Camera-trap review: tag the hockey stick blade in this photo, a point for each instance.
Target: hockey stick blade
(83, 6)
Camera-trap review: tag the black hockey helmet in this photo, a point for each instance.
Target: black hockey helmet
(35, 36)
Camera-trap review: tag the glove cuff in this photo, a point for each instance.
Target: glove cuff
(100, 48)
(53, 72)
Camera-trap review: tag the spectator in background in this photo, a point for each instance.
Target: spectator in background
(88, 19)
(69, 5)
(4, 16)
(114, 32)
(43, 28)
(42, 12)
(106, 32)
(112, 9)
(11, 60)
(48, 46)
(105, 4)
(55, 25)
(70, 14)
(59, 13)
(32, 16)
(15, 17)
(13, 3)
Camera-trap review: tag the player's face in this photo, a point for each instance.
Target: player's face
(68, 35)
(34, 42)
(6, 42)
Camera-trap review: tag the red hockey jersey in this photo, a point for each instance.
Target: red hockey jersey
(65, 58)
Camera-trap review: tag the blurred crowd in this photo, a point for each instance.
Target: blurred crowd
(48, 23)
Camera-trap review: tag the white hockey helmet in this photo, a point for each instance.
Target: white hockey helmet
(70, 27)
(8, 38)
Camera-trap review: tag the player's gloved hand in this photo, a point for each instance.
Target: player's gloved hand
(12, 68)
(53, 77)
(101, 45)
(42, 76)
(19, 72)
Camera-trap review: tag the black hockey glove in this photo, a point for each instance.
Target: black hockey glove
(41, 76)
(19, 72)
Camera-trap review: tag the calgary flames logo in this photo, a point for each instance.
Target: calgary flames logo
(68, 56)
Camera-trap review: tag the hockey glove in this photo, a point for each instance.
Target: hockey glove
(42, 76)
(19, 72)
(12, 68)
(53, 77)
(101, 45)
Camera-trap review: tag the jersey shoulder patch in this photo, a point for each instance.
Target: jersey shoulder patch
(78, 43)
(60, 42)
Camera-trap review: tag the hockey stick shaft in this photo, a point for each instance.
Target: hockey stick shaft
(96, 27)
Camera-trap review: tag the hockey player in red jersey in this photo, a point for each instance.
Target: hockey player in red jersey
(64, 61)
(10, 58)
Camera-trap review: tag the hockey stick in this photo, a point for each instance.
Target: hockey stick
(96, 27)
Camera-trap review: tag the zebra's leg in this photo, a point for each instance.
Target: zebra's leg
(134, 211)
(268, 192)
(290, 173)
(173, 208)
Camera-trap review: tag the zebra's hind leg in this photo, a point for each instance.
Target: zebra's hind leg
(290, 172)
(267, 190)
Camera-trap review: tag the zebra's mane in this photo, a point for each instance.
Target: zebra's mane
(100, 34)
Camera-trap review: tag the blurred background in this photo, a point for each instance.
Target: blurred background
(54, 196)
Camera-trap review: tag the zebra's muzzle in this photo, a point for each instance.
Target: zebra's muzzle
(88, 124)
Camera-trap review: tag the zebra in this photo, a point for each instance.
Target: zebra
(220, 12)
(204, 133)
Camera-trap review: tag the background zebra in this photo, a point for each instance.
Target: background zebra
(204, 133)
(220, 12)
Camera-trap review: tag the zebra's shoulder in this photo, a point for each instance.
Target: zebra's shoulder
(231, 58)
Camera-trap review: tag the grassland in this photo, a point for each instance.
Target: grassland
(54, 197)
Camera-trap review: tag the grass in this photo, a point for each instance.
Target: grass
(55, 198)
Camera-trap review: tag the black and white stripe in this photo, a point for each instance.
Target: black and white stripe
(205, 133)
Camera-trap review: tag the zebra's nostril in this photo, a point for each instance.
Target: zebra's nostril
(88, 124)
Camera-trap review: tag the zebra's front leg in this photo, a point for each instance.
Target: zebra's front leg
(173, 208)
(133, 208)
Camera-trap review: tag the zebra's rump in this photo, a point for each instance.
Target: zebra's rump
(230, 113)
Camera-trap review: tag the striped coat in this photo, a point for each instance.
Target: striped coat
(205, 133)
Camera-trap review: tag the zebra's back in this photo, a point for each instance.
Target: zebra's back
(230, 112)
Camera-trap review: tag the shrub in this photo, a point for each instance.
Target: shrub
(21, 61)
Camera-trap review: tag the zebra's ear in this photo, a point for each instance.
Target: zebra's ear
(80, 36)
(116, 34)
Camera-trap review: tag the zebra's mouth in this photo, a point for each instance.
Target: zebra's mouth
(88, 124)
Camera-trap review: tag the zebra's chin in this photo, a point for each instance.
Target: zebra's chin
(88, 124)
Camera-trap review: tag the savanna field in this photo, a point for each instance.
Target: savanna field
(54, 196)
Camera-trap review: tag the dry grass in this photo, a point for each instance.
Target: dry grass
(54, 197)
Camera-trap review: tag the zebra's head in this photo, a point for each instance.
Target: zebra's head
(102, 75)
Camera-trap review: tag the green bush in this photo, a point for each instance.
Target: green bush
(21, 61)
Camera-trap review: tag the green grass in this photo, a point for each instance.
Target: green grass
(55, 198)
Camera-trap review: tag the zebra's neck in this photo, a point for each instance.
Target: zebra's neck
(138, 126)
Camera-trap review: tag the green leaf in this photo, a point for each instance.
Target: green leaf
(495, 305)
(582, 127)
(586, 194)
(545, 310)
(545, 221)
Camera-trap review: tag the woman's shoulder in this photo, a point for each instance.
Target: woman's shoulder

## Assignment
Beginning at the first line above, repeat exactly until the line containing "Camera-trap review: tag the spectator", which is included.

## Response to the task
Camera-trap review: tag the hockey stick blade in this photo, a point for each instance.
Target: hockey stick blade
(83, 6)
Camera-trap review: tag the black hockey helmet in this photo, a point for each instance.
Target: black hockey helmet
(35, 36)
Camera-trap review: tag the glove cuff in this photo, a point for each instance.
Target: glove cuff
(100, 48)
(53, 72)
Camera-trap review: tag the spectator in background in this photo, a point for each instance.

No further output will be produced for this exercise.